PROBLEM DETAILS: Continue the travel post below about Hokitika and Oamaru, picking up after its final sentence.

READING PASSAGE:
Gotta get this New Zealand experience out of my head so I can move on. My head has been asking to move on since I returned on January 25 but returning to "normal life" has proved a little challenging. I returned to rain and humidity, an unemployed wife and a routine and a rythym from 2011 that I'd lost. It's slowly returning, as is the drive to write. The following posts will be a truncated version of my final week in New Zealand. First a short version of being taken by surprise by unassuming villages in remore places.
Hokitika and Oamaru
Two things caught my attention as I drove into Hokitika on the west coast of New Zealand's South Island. The first was the wide deserted streets, a great setting for a western; the second was the billboard advertising the Whitebait Exhibition at the local museum, extended by popular demand! Let's face it, on first encounter Hokitika was charmless. I was happy we'd only booked one nights accomodation.
On the other side of the island ten days later I had a similar experience. Oamaru had one wide main street running dead straight for about two kilometres flanked by nondescript shops and motels hired in from "allthesameland". I was devastated; I had booked us here for two nights and what had been hyped as New Zealand's largest intact Victorian Precinct looked as if it had the potential to flip me into an instant and deep state of depression. My spirits, buoyed by three weeks of New Zealand delights, were going to be tested.
Hokitika and Oamaru shared a similar history though divided by an inpenetrable set of glacial ranges.
In both cases I was guilty of being victim to my instant emotional responses, first impressionism. If they were people I had met for the first time I was making a judgement based on the shallowest of evidence. One meeting, no conversation and on a day when we were both a little tired. My response: Boring, gormless, stupid, a waste of space; Don't want to get to know you; I'll be gone in the morning. I counsel my children on the need to give people a little space. Spend some time with them, let their personality and values emerge. I had committed this very offence.
Hokitika was born of gold fever, Oamaru of a massivly fertile hinterland suitable for grain and sheep production. Each town, ,being completely in love with itself, built a series of public buildings of beauty and grandeur. Hokitika was a little less ambitious than its sister and was satisfied with a couple of buildings in the British public building style constructed from local granite. The rest of the town consisted largely of buildings in local timber and being a gold mining community they concentrated on building pubs - 102 in fact, 84 of them in a mile long street serving a thirsty population of five thousand. And then the gold ran out.
In Oamaru the bounty seemed endless. Grain and sheep don't deplete themselves so the investors were confident of their future. In addition, the nearby cliffs contained readily available building material and so to display confidence in their wealth they built an impressive precinct of beautiful classical sandstone buildings.
Here's a list of the highlights. Remember this is 1870/80 in the back blocks of an emerging colonial country: a five story administrative centre, a giant two story grain warehouse, three two story bank buildings fronted by soaring Greek columns, a massive wool store and to top it all off, an opera house with seating for five hundred. And then came the 1890 downturn in grain prices and the emergence of deeper draft steam ships as the preferred mode of transport. Almost overnight the shallow harbour was abandoned and the export trade deserted Oamaru; the town, in an attempt to block out the pain turned its back on the sandstone precinct and moved its centre half a kilometre north and survived as a secondary regional centre humbled by its experience. The buildings cover two town blocks and due to neglect and their sturdy construction are largely intact. All these first impressions took a mere two hours in each place.

RAW DATA:
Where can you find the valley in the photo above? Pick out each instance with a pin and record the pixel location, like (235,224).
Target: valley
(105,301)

EXERCISE OUTPUT:
The next day dawned fine in each town and having committed to two nights in Oamaru I decided to give the place a second chance. Surely there must be more than a deep sense of decay here. Hokitika was only two hours drive from our next destination so with some trepidation we checked out of our motel and set off to walk the town and visit the intruiging and self proclaimed blockbuster 'White Bait Exhibition'.
I am pleased to report that in both cases my first impressions were confounded. The secret in Hokitika was the people and the Whitebait. The people, because the locals loved the place and had a strong sense of purpose and confidence in their future. After gold came jade and the town now sports more jade outlets than Beijing. We met a woman who runs a shop called 'sock world'.
She has collected and restored a collection of 100 year old sock making machines and when we were there she had her local mechanic tweaking a tension-screw here and giving a gentle oiling to ancient parts there, and she was happy as a pig in mud. 'Do you make many sales?' I asked knowing the answer was going to be 'no, its a hobby'. I was wrong. She ships socks all over New Zealand and sells them at $35 a pair. 'And people buy them?' 'Too right'.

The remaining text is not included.